# How many of you use mail-order?



## MichaelE (Mar 7, 2018)

With the nearest train-oriented hobby shop a 60 miles drive each way, it just doesn't pay to drive all the way down there and all the way back and pay more than what I can buy it for on the internet with shipping included.

I would love to have money to burn where I could throw it away on prices sometimes 20% or more than what I can buy it for on-line.

Last time I was there he was selling the NCE Power Cab system at full MSRP of $199.99. A piece of concrete tie flex track was $6.79.

I realize he has to make a living too, but I can't afford those prices when my dollar buys so much more on the internet.

So do you shop on-line out of necessity, price, or distance from a hobby shop? Mine is a bit of all three. Mostly distance and the price of gas.


----------



## Stumpy (Mar 19, 2013)

Price. I'm ten miles from what's probably one of the best, well stocked, train-only hobby shops for hundreds of miles in any direction. Prices are full retail. 

When I get to the point that I'm ready to plunk down that chunk of change for track, turnouts, turnout motors, power supplies, and other electronics I'll see what he can do on a "bulk" order.

The other thing is, I'm buying all my rolling stock used with the intent of upgrading the running gear and weathering it, since that's part of the adventure... for me.


----------



## J.C. (Dec 24, 2016)

I use mail order because I have no choice the closest hobby shop is over 150 miles away , on occasions that I have to go to Tucson VA 215 miles . I always stop in the ace hardware there great hobby shop and pick up a few things , but mainly use mail order.


----------



## Old_Hobo (Feb 20, 2014)

Very few on-line train purchases. I am fortunate enough to have the best train hobby shop in the country right here....and I volunteer and work with the owner at train shows, etc.....

My train life couldn't be better.....


----------



## Lehigh74 (Sep 25, 2015)

Reading the thread title, I thought you meant how many use the US mail to send an order slip and a check. I actually did that in the distant past, but not for many years.

◆ PROVIDED INFORMATION ◆
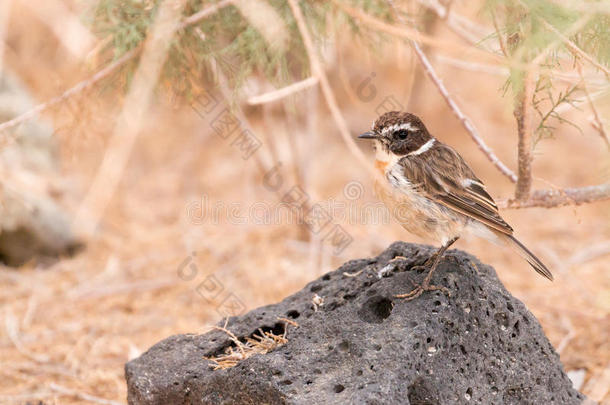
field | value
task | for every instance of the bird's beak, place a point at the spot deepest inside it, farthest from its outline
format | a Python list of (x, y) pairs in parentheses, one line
[(368, 135)]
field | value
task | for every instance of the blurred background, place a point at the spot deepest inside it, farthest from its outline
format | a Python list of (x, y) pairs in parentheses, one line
[(165, 164)]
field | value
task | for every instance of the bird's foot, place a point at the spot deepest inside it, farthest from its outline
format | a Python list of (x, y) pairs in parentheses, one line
[(419, 289)]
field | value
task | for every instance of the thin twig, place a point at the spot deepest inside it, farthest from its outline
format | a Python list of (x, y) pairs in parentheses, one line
[(81, 86), (318, 71), (474, 134), (406, 32), (132, 117), (206, 12), (560, 198), (105, 72), (283, 92), (597, 123)]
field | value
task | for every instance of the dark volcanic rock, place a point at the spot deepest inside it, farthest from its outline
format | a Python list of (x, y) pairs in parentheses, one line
[(362, 346)]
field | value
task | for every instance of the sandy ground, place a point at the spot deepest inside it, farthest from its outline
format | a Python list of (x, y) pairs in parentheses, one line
[(189, 210)]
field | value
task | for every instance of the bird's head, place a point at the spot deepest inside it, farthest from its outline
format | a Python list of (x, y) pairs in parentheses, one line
[(399, 133)]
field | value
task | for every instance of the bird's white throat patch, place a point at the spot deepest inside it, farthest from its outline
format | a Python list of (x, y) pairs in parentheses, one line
[(383, 155), (424, 148)]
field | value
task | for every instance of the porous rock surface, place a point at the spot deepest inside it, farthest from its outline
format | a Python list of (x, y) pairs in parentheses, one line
[(362, 346)]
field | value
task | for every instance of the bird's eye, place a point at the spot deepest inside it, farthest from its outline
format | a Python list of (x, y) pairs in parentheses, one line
[(402, 134)]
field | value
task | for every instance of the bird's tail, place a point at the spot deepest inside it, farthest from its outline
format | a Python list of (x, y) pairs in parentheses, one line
[(529, 256)]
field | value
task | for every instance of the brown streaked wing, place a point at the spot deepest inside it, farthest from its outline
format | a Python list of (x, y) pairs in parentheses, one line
[(444, 177)]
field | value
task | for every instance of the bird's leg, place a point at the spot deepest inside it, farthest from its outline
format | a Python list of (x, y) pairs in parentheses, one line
[(425, 285)]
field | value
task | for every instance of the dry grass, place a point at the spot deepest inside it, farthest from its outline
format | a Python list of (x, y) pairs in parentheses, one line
[(68, 329), (260, 343)]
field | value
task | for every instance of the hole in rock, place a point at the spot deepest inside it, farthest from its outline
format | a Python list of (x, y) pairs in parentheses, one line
[(375, 309)]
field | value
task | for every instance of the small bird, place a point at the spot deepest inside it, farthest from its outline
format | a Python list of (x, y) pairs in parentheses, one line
[(433, 193)]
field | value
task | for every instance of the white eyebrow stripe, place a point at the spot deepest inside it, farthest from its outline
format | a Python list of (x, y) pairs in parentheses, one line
[(398, 127), (425, 147), (470, 182)]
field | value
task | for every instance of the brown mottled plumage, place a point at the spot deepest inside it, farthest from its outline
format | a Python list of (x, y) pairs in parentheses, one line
[(433, 192)]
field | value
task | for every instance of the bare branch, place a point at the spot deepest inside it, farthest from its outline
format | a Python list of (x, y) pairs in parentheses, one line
[(560, 198), (524, 128), (105, 72), (597, 123), (470, 128), (283, 92), (81, 395), (132, 117), (320, 74), (84, 85)]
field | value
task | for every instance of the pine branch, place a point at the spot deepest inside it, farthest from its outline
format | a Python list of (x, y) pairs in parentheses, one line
[(104, 72), (575, 49), (283, 92), (320, 74), (470, 128)]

◆ WORK INSTRUCTIONS ◆
#1 List the usernames of everyone who posted in the forum thread on mail-order shopping.
#2 From the forum thread on mail-order shopping, reproduce the passage between "# How many of" and "on the internet.", inclusive.

◆ ANSWERS GIVEN ◆
#1 MichaelE, Stumpy, J.C., Old_Hobo, Lehigh74

#2
# How many of you use mail-order?



## MichaelE (Mar 7, 2018)

With the nearest train-oriented hobby shop a 60 miles drive each way, it just doesn't pay to drive all the way down there and all the way back and pay more than what I can buy it for on the internet with shipping included.

I would love to have money to burn where I could throw it away on prices sometimes 20% or more than what I can buy it for on-line.

Last time I was there he was selling the NCE Power Cab system at full MSRP of $199.99. A piece of concrete tie flex track was $6.79.

I realize he has to make a living too, but I can't afford those prices when my dollar buys so much more on the internet.